Extract >>

Changes Ahead and an Update from the Director

blackwater-draw logoAbout our web presence or disturbing lack thereof:

We have been working with our Communication Services Department for some months now to develop a new and better website that is university sanctioned. Until recently, blogs like mine, had to be maintained “unofficially” as there was this great fear of rogue blogging.  When I started in this position, and for the subsequent few years, it was nearly impossible to control content or make changes to our “official” website leading to angry complaints about out of date information, incorrect hours and dates for our museums, and a general lack of useful or real information about this world-class National Landmark.  Adding new blog-like posts were out of the question as there was a  two-week delay between submission and publication.

Social Media:

I believe we have (finally)  entered a new era in social media and we even maintain a relatively active Facebook presence (and no, we don’t have the time, nor are we exciting enough to use Twitter).

Changes to the Museum:

YES!  We are finally in the process of updating our museum. It is always a shock to avocational and professional archaeologists that there is not an enormous edifice with an attached research center at the Blackwater Draw National Historic Landmark or nearby on the campus of Eastern New Mexico University. I know, I felt the same when I first visited this Mecca.  This massive archaeological landscape has been largely overlooked and held in statu quo for decades now while some serious myths have made it into print about the nature and status of the cultural resources here.

I have sacrificed much to remedy this and I think, maybe, we are now on the right path.  We have been allocated a small but significant amount of money to create new displays in a better space on campus.  I don’t even care that others have taken credit for this many year long struggle, I’m just glad it is getting done.

Given request A >>
In the director's update, how long was the delay between submitting a post and its publication on the official website?

Given entries >>
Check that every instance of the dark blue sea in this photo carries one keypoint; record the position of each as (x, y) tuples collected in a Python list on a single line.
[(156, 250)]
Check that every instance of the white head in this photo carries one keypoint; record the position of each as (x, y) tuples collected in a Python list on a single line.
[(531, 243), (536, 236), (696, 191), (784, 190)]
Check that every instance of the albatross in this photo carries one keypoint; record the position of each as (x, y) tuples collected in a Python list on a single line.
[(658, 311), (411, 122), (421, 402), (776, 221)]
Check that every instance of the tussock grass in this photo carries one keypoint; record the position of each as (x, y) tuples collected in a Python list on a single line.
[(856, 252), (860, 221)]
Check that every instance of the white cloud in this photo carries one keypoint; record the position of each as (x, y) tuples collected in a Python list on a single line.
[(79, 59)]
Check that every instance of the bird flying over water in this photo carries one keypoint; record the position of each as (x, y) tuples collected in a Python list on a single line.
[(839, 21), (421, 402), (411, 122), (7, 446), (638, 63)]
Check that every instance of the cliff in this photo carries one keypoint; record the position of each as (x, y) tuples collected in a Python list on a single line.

Given request B >>
Please give the records from the line that contains "Check that every instance of the white head" through the line that contains "[(839, 21), (421, 402), (411, 122), (7, 446), (638, 63)]" as a Markdown table with the columns No. and Line, one numbered row per line and no blank lines.

Exercise solution A >>
Two weeks.

Exercise solution B >>
| No. | Line |
|---|---|
| 1 | Check that every instance of the white head in this photo carries one keypoint; record the position of each as (x, y) tuples collected in a Python list on a single line. |
| 2 | [(531, 243), (536, 236), (696, 191), (784, 190)] |
| 3 | Check that every instance of the albatross in this photo carries one keypoint; record the position of each as (x, y) tuples collected in a Python list on a single line. |
| 4 | [(658, 311), (411, 122), (421, 402), (776, 221)] |
| 5 | Check that every instance of the tussock grass in this photo carries one keypoint; record the position of each as (x, y) tuples collected in a Python list on a single line. |
| 6 | [(856, 252), (860, 221)] |
| 7 | Check that every instance of the white cloud in this photo carries one keypoint; record the position of each as (x, y) tuples collected in a Python list on a single line. |
| 8 | [(79, 59)] |
| 9 | Check that every instance of the bird flying over water in this photo carries one keypoint; record the position of each as (x, y) tuples collected in a Python list on a single line. |
| 10 | [(839, 21), (421, 402), (411, 122), (7, 446), (638, 63)] |